■ Document extract
>> BEGIN

The most successful people in business approach their work differently than most. See how they think–and why it works.

man holding a picture of a blooming tree

I’m fortunate enough to know a number of remarkably successful people. Regardless of industry or profession, they all share the same perspectives and beliefs.

And they act on those beliefs:

1. Time doesn’t fill me. I fill time.

Deadlines and time frames establish parameters, but typically not in a good way. The average person who is given two weeks to complete a task will instinctively adjust his effort so it actually takes two weeks.

Forget deadlines, at least as a way to manage your activity. Tasks should only take as long as they need to take. Do everything as quickly and effectively as you can. Then use your “free” time to get other things done just as quickly and effectively.

Average people allow time to impose its will on them; remarkable people impose their will on their time.

2. The people around me are the people I chose.

Some of your employees drive you nuts. Some of your customers are obnoxious. Some of your friends are selfish, all-about-me jerks.

You chose them. If the people around you make you unhappy it’s not their fault. It’s your fault. They’re in your professional or personal life because you drew them to you–and you let them remain.

Think about the type of people you want to work with. Think about the types of customers you would enjoy serving. Think about the friends you want to have.

Then change what you do so you can start attracting those people. Hardworking people want to work with hardworking people. Kind people like to associate with kind people. Remarkable employees want to work for remarkable bosses.

Successful people are naturally drawn to successful people.

3. I have never paid my dues.

Dues aren’t paid, past tense. Dues get paid, each and every day. The only real measure of your value is the tangible contribution you make on a daily basis.

No matter what you’ve done or accomplished in the past, you’re never too good to roll up your sleeves, get dirty, and do the grunt work.  No job is ever too menial, no task ever too unskilled or boring.

Remarkably successful people never feel entitled–except to the fruits of their labor.

4. Experience is irrelevant. Accomplishments are everything.

You have “10 years in the Web design business.” Whoopee. I don’t care how long you’ve been doing what you do. Years of service indicate nothing; you could be the worst 10-year programmer in the world.

>> END

■ To be done
**1)** Render this sentence from the article on how successful people think into Spanish: "Average people allow time to impose its will on them; remarkable people impose their will on their time."
**2)** Extend the article on how successful people think past its final sentence with a few more paragraphs in the same voice.
The data placed next has no role in any task.

■ Data supplied
>> BEGIN

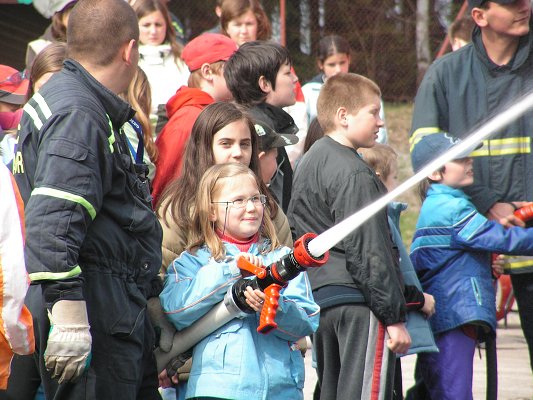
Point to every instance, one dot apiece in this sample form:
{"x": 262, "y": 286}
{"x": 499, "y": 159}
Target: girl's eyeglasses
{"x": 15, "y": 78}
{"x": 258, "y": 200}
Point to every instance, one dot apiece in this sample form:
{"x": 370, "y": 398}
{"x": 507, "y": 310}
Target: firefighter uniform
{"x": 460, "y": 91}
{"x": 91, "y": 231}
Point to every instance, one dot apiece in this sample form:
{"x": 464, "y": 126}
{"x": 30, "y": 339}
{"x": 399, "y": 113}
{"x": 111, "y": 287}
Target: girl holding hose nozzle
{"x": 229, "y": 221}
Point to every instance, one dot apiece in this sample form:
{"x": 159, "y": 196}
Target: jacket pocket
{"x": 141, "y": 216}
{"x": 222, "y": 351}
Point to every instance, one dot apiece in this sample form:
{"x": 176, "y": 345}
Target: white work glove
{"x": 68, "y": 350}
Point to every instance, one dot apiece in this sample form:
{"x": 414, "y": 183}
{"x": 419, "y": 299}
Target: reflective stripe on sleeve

>> END

■ Per-task answers
**1)** Las personas comunes permiten que el tiempo les imponga su voluntad; las personas extraordinarias imponen su voluntad a su tiempo.

**2)**
I care about what you’ve done: how many sites you’ve created, how many back-end systems you’ve installed, how many customer-specific applications you’ve developed (and what kind)… all that matters is what you’ve done.

Successful people don’t need to describe themselves using hyperbolic adjectives like passionate, innovative, driven, etc. They can just describe, hopefully in a humble way, what they’ve done.

5. Failure is something I accomplish; it doesn’t just happen to me.

Ask people why they have been successful. Their answers will be filled with personal pronouns: I, me, and the sometimes too occasional we.

Ask them why they failed. Most will revert to childhood and instinctively distance themselves, like the kid who says, “My toy got broken…” instead of, “I broke my toy.”

They’ll say the economy tanked. They’ll say the market wasn’t ready. They’ll say their suppliers couldn’t keep up.

They’ll say it was someone or something else.

And by distancing themselves, they don’t learn from their failures.

Occasionally something completely outside your control will cause you to fail. Most of the time, though, it’s you. And that’s okay. Every successful person has failed. Numerous times. Most of them have failed a lot more often than you. That’s why they’re successful now.

Embrace every failure: Own it, learn from it, and take full responsibility for making sure that next time, things will turn out differently.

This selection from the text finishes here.